Object location entries for images:
-*-

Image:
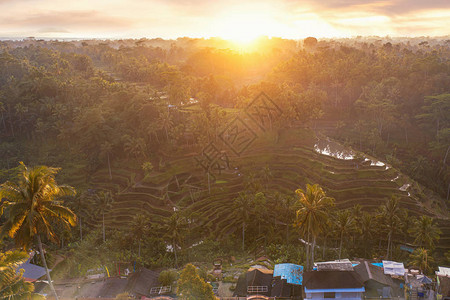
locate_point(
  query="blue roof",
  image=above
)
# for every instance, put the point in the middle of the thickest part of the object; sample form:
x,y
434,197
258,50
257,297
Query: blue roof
x,y
291,272
347,290
378,264
31,271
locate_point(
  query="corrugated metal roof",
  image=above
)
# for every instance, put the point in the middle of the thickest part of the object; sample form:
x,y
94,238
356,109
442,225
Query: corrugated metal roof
x,y
31,272
291,272
393,268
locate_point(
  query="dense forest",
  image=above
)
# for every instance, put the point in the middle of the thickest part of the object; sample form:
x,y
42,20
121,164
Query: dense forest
x,y
91,105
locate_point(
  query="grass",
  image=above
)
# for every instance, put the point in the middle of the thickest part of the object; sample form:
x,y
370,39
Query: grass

-*-

__Work to be completed__.
Identify each line in the records above that contains the string "corrugated" and copy those lines. The match is case-sensitive.

__Completed task__.
  query="corrugated metal roof",
Query: corrugated metal roof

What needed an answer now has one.